| Records for the exercise |
•••

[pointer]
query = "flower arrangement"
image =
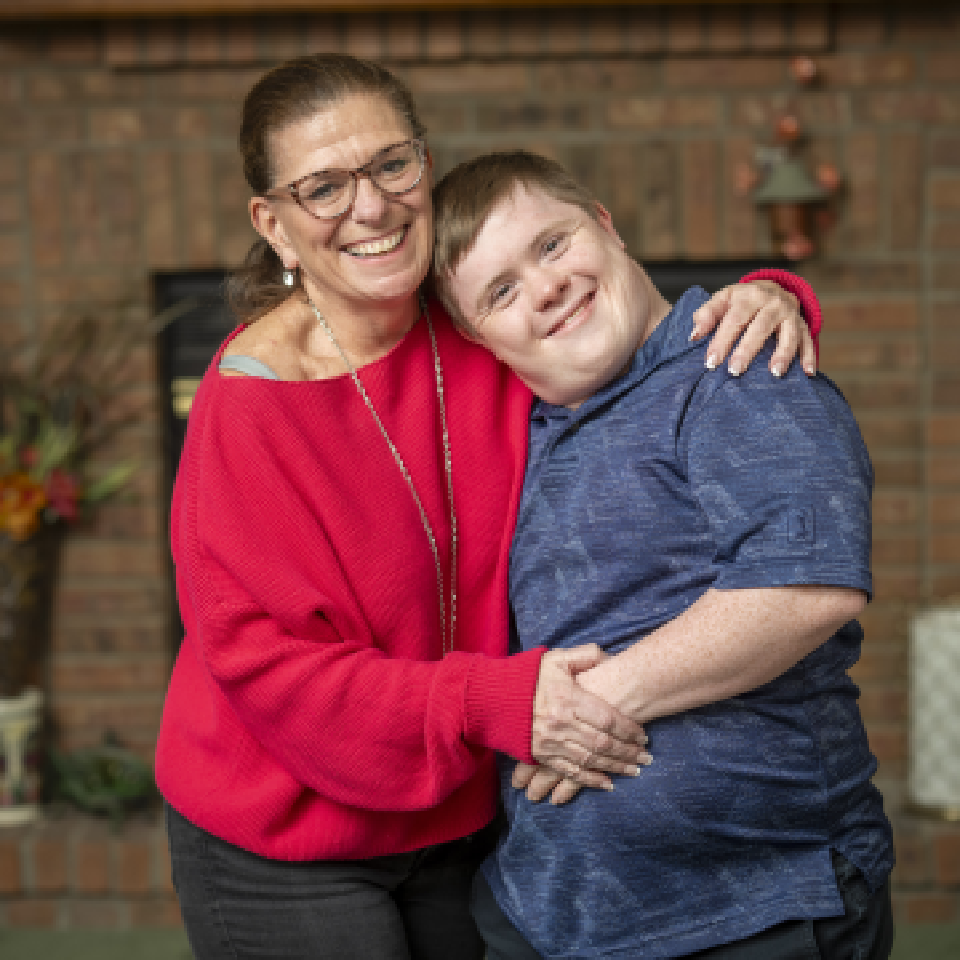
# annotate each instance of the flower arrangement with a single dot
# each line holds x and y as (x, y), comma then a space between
(58, 410)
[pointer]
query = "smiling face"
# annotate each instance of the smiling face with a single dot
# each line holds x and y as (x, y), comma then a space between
(379, 249)
(551, 291)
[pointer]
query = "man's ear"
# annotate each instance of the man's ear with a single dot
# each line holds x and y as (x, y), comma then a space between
(268, 225)
(606, 222)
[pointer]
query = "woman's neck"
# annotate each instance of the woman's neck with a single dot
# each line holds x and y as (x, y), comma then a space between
(365, 332)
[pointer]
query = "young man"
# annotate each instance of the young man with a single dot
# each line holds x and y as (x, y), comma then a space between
(712, 533)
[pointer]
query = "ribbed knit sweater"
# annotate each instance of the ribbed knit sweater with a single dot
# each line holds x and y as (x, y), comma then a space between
(311, 712)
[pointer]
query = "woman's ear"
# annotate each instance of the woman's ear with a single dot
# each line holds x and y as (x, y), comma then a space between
(268, 225)
(602, 216)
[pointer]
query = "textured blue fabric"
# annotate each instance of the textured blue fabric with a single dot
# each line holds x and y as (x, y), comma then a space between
(669, 481)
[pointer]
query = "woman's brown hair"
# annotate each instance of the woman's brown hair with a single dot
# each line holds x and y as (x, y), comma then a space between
(295, 91)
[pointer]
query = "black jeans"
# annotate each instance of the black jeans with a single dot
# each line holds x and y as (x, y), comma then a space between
(411, 906)
(864, 932)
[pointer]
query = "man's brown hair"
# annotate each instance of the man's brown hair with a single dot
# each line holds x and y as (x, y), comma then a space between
(468, 194)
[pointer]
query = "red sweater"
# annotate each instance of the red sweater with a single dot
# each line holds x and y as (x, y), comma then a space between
(310, 714)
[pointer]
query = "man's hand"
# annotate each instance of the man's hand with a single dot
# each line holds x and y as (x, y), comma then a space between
(575, 733)
(756, 310)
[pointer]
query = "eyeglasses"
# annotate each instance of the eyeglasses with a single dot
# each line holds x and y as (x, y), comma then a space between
(328, 193)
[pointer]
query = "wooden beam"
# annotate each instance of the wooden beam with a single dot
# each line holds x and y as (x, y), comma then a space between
(167, 9)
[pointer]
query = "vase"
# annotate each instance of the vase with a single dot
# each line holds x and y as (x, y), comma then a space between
(28, 572)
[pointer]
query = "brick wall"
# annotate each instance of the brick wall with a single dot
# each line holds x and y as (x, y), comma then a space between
(117, 158)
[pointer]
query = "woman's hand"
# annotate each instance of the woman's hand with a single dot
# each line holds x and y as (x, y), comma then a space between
(576, 733)
(539, 781)
(757, 310)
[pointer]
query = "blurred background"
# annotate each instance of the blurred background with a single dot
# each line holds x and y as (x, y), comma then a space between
(822, 137)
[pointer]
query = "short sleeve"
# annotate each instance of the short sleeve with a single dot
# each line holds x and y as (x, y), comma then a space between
(784, 479)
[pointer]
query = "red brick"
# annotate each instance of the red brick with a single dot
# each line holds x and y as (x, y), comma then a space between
(134, 866)
(91, 864)
(906, 169)
(891, 587)
(739, 213)
(444, 36)
(913, 860)
(947, 853)
(888, 743)
(160, 235)
(85, 676)
(942, 67)
(362, 36)
(913, 106)
(811, 27)
(862, 69)
(943, 470)
(727, 30)
(46, 209)
(100, 713)
(196, 185)
(884, 705)
(944, 548)
(11, 881)
(861, 224)
(868, 354)
(870, 315)
(403, 36)
(587, 77)
(945, 276)
(945, 235)
(49, 850)
(655, 113)
(945, 193)
(701, 162)
(717, 72)
(159, 912)
(96, 914)
(660, 202)
(767, 28)
(930, 908)
(944, 586)
(645, 30)
(685, 33)
(116, 125)
(32, 913)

•••

| Given problem |
Copy the material above exactly and drop the pictures.

| Answer to the exercise |
[pointer]
query = "flower arrangement"
image =
# annotate each instance of the flower arrangement with a single dot
# each line holds x and y as (x, y), comma then a space between
(58, 410)
[pointer]
query = "smiling face"
# annotate each instance of the smiling face with a single dot
# each line holds x and y as (x, y), comma then a space between
(379, 249)
(551, 291)
[pointer]
query = "man's ear"
# annotate each instance of the man's ear with a single dot
# each line holds x and y as (x, y), comma then a space between
(268, 225)
(606, 222)
[pointer]
query = "woman's neck"
# annotate each instance of the woman's neck with a single dot
# each line holds x and y as (x, y), comma then a space between
(365, 332)
[pointer]
query = "young man"
# annotate each instance of the young man with a single dot
# each line holds x and y as (x, y), comma then a space between
(712, 533)
[pointer]
query = "ribbed knit sweater"
# annotate each instance of the ribbed knit sweater with a single dot
# each line holds x and y as (x, y), comma then a space between
(311, 712)
[pointer]
query = "woman's ear"
# annotate each instance of the woman's ear with a single dot
# each line holds x and y as (x, y), comma then a space between
(268, 225)
(602, 216)
[pointer]
query = "textured blue fabric"
# annotate each instance of the textured blue fabric with a single dot
# each line holds x and y as (x, y), comma then a space between
(669, 481)
[pointer]
query = "woman's brown hair"
# annotate each instance of the woman's brown hair with a single dot
# each line holds x and y as (x, y), comma then a space between
(295, 91)
[pointer]
query = "black jeans"
# annotate each instance of the black jeans with a single dot
# each line holds x and y as (x, y), comma then a space between
(411, 906)
(864, 932)
[pointer]
query = "man's brown hair"
# annotate each instance of the man's brown hair with a single dot
# each line holds x and y as (x, y), comma then a space between
(468, 194)
[pointer]
query = "red sweater"
# annotate each instance of the red sweater with a single dot
# each line holds x and y as (x, y), comma then a space between
(310, 714)
[pointer]
query = "man's hand"
# annotate each instance of the man's hand with a single dot
# each line holds x and y as (x, y), comma then a space between
(575, 733)
(756, 310)
[pointer]
query = "eyeglasses"
# annotate each instance of the eyeglasses with a single dot
# each line holds x and y as (x, y), comma then a space between
(328, 193)
[pointer]
query = "wooden beam"
# annotate each instance of the wooden beam with a single dot
# each line holds x and y as (x, y), comma then a space between
(167, 9)
[pointer]
query = "vase"
# annotate each instance of the vase with a single dot
# each line holds x and y as (x, y), comma then a space between
(28, 572)
[pointer]
query = "brick wall"
# annotate each instance of the brick wall with a single dot
# each line holds x and y as (x, y), comma then a space between
(117, 158)
[pointer]
query = "woman's hand"
# annotate each instance of the woman's hand with a single dot
# each line holds x and y as (x, y), comma then a space between
(576, 733)
(539, 781)
(757, 310)
[pointer]
query = "blurred background"
# annotate each instance of the blurred background with a single dot
# each line holds x and y as (x, y), comma then a space between
(822, 137)
[pointer]
query = "short sleeve"
# annotate each instance of the short sleeve with a single dot
# each line holds x and y as (x, y), comma then a space between
(784, 479)
[pointer]
query = "red brick"
# annotate each instance of the red brick with a single dot
# each line holds x and y as (x, y), comma then a space between
(134, 866)
(91, 864)
(906, 169)
(891, 587)
(739, 213)
(444, 36)
(913, 860)
(947, 853)
(888, 743)
(160, 235)
(85, 676)
(942, 67)
(362, 36)
(913, 106)
(811, 27)
(862, 69)
(943, 470)
(727, 30)
(46, 209)
(100, 713)
(196, 185)
(884, 705)
(944, 548)
(11, 881)
(861, 224)
(868, 354)
(870, 315)
(403, 36)
(587, 77)
(945, 276)
(945, 235)
(49, 850)
(655, 113)
(945, 193)
(701, 162)
(717, 72)
(159, 912)
(96, 914)
(660, 202)
(767, 28)
(930, 908)
(944, 586)
(645, 30)
(685, 33)
(116, 125)
(32, 913)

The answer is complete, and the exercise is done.